EXERCISE PROMPT: Each line in the entries below that holds the string "cake" is to be listed.

───── ENTRIES PROVIDED

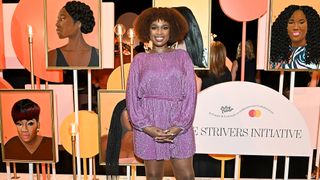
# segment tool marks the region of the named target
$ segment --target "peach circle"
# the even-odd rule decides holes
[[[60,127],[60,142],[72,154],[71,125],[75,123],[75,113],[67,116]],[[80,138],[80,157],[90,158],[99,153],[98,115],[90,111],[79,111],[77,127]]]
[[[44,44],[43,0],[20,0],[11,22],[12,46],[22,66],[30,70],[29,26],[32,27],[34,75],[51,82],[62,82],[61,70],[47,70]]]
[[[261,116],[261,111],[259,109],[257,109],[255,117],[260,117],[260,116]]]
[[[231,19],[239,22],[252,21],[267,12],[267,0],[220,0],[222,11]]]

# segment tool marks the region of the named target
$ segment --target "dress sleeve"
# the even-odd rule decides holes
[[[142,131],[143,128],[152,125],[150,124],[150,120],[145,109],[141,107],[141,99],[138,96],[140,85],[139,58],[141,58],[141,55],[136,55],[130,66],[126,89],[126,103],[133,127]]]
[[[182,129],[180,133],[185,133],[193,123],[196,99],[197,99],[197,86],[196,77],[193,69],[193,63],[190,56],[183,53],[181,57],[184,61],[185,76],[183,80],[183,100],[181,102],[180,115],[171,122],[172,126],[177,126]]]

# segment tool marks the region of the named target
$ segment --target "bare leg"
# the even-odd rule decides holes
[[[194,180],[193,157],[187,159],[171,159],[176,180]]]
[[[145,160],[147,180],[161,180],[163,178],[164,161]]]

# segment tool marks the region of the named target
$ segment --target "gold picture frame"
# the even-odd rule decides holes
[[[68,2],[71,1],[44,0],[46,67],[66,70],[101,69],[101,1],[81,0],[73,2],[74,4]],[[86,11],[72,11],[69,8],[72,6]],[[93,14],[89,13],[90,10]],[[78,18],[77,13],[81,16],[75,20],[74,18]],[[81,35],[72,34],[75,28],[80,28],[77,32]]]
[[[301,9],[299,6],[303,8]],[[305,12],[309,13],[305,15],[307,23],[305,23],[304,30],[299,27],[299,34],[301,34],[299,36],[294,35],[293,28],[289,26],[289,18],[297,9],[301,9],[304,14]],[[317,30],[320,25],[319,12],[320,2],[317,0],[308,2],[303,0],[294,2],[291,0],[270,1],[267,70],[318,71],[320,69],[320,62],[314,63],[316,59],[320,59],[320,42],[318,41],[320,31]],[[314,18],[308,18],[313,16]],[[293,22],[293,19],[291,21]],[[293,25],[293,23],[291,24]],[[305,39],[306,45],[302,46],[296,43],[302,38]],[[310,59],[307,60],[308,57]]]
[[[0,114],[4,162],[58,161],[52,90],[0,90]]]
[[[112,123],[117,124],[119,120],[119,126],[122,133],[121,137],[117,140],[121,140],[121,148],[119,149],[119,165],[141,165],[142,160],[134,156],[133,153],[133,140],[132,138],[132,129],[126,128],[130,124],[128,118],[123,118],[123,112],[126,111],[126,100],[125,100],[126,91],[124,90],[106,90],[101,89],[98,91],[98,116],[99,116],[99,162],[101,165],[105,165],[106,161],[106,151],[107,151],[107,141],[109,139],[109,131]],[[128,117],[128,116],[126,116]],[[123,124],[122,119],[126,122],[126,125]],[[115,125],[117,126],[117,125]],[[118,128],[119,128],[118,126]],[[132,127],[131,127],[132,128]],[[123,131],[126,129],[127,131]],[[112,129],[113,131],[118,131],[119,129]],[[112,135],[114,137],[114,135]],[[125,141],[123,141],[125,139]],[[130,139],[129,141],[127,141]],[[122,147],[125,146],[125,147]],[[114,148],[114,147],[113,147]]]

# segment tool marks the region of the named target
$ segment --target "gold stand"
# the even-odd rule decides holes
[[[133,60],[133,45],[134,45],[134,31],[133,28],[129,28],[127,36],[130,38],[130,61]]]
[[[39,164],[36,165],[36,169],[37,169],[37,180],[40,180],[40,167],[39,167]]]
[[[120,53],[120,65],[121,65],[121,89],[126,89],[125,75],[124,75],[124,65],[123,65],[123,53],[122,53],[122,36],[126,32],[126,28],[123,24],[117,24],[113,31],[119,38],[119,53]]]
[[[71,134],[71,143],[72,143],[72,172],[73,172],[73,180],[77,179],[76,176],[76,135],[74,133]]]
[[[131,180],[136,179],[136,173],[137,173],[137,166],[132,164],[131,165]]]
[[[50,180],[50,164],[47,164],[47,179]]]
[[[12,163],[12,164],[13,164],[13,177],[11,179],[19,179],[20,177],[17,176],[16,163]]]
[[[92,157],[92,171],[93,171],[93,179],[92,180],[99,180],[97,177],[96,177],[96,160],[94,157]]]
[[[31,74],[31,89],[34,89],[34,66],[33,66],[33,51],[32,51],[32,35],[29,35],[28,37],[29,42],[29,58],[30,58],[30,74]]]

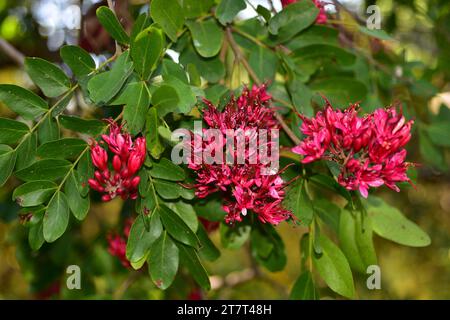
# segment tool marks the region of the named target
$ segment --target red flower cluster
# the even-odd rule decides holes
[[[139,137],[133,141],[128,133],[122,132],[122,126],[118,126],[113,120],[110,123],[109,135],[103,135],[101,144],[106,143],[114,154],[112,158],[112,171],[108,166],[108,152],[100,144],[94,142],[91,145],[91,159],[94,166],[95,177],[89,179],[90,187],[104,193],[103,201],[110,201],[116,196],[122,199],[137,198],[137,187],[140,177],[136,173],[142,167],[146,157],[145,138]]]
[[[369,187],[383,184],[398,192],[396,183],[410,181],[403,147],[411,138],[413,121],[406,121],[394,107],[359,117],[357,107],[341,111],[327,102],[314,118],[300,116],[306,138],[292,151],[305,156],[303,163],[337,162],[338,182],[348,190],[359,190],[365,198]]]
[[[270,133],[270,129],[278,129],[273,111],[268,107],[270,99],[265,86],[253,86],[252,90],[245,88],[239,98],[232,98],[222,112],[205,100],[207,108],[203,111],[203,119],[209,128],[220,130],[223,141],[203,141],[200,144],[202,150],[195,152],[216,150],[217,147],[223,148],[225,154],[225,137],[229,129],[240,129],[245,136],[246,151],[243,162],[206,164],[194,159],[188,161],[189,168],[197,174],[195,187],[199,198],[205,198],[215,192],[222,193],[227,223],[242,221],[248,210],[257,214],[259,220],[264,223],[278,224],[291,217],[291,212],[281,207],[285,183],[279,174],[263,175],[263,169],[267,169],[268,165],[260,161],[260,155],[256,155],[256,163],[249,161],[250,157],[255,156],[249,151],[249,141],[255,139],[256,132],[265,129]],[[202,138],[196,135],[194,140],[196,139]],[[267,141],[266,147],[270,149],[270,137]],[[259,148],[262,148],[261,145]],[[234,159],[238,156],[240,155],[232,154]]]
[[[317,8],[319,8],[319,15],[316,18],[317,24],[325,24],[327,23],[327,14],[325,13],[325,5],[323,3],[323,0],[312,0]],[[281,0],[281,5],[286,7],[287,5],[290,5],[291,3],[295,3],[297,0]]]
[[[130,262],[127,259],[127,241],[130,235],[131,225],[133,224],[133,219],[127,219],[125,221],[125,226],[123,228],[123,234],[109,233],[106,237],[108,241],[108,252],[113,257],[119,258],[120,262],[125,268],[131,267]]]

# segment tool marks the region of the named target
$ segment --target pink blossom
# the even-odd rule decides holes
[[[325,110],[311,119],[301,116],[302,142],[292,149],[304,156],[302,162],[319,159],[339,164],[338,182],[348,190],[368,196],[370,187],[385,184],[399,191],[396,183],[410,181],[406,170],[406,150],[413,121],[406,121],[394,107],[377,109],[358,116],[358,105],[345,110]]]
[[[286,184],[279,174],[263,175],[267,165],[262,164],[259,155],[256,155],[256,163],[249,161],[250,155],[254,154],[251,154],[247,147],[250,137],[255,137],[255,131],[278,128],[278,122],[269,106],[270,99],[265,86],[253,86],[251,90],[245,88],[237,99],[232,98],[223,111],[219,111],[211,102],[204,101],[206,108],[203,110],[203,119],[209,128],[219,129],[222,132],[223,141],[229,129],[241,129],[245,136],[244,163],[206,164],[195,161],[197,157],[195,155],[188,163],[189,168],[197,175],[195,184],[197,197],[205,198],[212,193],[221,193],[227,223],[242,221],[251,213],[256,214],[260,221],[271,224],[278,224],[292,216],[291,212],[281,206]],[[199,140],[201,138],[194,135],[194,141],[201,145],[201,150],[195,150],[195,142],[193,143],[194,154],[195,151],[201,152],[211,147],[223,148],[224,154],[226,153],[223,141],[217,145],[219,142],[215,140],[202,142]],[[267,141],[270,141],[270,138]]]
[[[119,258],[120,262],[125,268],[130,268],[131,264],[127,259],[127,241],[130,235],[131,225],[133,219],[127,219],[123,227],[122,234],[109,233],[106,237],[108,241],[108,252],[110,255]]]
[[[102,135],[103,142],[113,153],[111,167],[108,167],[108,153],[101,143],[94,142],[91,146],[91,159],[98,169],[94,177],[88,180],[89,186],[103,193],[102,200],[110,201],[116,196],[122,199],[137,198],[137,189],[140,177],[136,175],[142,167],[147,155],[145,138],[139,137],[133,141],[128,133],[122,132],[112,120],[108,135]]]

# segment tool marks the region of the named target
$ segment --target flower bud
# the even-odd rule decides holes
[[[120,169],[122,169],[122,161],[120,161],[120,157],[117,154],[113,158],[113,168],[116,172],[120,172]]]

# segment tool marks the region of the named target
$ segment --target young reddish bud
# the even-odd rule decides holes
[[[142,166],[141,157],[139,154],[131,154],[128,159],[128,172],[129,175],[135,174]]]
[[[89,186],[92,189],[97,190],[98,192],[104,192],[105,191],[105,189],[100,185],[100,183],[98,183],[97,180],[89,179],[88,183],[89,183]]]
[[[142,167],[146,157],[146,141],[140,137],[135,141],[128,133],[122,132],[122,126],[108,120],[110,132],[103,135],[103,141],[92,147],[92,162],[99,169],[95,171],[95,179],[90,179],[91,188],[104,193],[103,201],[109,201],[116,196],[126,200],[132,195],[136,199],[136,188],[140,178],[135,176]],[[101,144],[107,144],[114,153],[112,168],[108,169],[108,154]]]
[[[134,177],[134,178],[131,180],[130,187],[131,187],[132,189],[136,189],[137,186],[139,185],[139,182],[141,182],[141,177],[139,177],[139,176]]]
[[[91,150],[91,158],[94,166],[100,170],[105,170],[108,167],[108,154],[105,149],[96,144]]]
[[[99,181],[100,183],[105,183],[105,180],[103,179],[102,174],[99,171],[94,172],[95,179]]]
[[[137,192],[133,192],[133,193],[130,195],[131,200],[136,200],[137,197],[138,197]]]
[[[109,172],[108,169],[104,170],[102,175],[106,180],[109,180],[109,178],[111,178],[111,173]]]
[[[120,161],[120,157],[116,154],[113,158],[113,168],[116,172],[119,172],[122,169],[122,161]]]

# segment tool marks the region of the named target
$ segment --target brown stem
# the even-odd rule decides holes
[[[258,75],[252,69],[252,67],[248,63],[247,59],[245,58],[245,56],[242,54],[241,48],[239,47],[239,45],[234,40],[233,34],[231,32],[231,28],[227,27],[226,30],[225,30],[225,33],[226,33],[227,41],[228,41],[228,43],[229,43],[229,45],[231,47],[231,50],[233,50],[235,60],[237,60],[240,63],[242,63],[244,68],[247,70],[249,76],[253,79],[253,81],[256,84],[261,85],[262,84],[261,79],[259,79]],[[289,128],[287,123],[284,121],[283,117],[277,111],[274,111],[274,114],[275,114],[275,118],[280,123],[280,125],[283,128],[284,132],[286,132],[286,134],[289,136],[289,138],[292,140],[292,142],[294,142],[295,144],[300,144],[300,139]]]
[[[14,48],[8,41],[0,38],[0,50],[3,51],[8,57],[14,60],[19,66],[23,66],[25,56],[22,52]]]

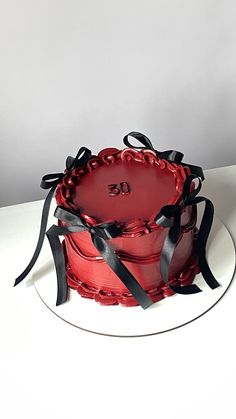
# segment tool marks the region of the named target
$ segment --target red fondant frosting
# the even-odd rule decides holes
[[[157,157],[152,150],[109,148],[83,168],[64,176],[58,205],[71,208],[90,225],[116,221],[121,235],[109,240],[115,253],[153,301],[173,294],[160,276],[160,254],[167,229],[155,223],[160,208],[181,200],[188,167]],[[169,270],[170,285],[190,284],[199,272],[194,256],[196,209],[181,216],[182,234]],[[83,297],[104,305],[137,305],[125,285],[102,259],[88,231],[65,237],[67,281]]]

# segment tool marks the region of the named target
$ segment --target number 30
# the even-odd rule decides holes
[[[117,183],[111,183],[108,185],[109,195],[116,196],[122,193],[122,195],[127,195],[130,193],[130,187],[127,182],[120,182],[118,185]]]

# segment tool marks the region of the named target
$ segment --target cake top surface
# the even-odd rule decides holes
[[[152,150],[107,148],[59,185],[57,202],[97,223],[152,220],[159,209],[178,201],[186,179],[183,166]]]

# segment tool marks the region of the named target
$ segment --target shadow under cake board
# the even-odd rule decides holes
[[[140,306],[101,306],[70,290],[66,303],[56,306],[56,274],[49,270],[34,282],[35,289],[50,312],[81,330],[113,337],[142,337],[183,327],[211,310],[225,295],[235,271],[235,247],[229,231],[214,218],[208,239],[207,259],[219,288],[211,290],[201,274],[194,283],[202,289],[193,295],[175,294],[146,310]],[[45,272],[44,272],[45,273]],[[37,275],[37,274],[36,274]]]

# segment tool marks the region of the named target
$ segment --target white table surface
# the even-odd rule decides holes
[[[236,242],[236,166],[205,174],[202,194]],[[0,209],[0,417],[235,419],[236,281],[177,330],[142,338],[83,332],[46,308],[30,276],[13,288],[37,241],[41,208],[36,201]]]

──────────

WRITTEN RESPONSE:
$ segment --target cake top surface
$ segment --target shadow under cake board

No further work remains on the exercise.